Job: Reproduce word for word the lines starting with the line that contains "In each <instance>" and going on through the line that contains "negative clicks: (375, 491)", and output only those lines.

[Records provided Boundary: Start]

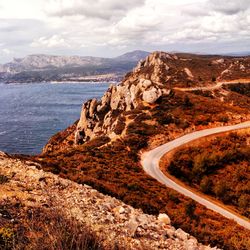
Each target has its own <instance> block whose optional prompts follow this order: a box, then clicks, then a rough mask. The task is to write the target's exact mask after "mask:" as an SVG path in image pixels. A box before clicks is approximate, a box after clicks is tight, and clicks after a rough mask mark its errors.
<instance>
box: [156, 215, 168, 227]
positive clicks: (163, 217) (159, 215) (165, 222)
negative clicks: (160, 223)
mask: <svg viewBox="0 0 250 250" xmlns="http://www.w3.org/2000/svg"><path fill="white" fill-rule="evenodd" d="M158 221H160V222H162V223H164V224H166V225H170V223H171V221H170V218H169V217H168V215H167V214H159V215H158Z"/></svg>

[Records provided Boundary: End]
[Records provided Boundary: Start]

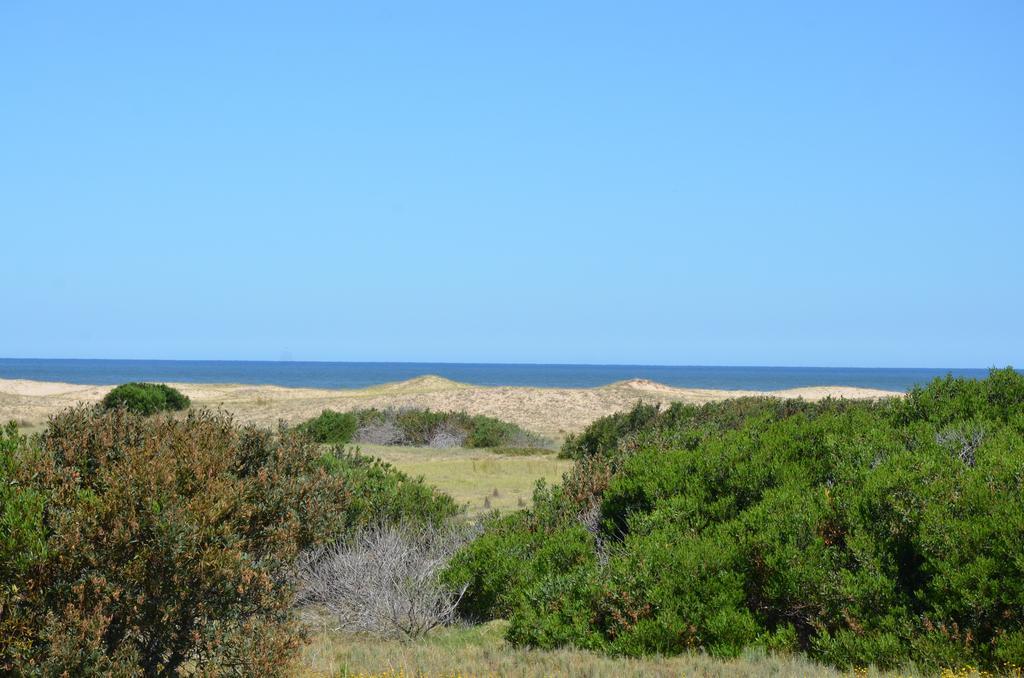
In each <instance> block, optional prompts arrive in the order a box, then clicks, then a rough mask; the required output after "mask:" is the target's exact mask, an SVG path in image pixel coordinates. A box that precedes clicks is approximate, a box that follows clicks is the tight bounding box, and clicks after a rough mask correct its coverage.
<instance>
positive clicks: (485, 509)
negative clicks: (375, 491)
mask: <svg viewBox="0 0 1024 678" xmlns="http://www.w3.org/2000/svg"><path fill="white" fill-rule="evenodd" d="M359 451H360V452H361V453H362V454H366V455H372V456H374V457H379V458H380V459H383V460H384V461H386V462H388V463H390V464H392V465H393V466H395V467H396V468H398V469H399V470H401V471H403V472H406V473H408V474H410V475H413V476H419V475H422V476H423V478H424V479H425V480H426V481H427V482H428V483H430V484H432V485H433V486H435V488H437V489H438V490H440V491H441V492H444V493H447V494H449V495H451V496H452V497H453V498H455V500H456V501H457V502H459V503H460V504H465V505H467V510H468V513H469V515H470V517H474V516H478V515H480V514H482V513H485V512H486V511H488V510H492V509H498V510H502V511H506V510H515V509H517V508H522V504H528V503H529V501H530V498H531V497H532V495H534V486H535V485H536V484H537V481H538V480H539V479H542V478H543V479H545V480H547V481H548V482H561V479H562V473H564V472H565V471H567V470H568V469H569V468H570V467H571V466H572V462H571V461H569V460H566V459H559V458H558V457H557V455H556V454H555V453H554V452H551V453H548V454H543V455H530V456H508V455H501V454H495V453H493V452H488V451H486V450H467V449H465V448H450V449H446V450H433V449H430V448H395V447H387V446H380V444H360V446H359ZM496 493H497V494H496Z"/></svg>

[Records provided Boundary: End]

Answer to this problem:
In each <instance> block, optional prompts arrive in the order a box, then clicks, then a rough mask; the required output after "mask:" is the target's exact mask, an SVG path in image pixel coordinates. A box that precedes clicks is approximate, a box that follows clicks is the tight bounding box, and clicks after a rough mask correct its coverage.
<instance>
positive clicks: (485, 509)
negative clicks: (375, 491)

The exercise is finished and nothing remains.